Task directions:
Name every person or divine figure referred to by a proper name in the passage about Abraham below.

:: Extract to read ::

When Abraham has to cast out Hagar and his son Ishmael, he openly expresses his reluctance to do so. How can he bring himself to take human beings – his wife and his son no less – and cast them out into the wilderness? But G‑d tells him that this is what he must do, and he obeys. When he obeys, his problem is not what to do with the child; it is how to come to grips with his own moral persona after such an act.
Not long before the story of Hagar and Ishmael, the Torah relates a different story – that of Abraham and the three angels – which perhaps serves to emphasize the poignancy of what is required of Abraham here. Despite Abraham’s advanced age and frailty, when three people come his way, he immediately runs toward them and does all that he can to help them. He does this for no reason other than “because you have passed by”12 – because they have come this way. By contrast, when it comes to his own wife and son, he must do the opposite: Not only does he not provide them with food, but he banishes them from his home. How should he view himself now? A man whose whole essence is kindness to others must now do something that is entirely antithetical to his character – like one who urges others to pursue one course of action and then himself does the opposite.

:::
:: Data section ::

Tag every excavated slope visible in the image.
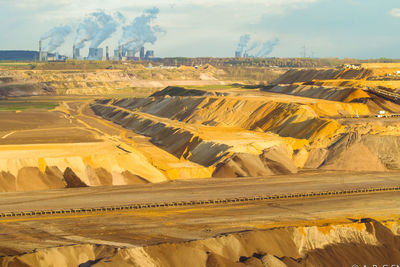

:::

Result:
Abraham, Hagar, Ishmael, G‑d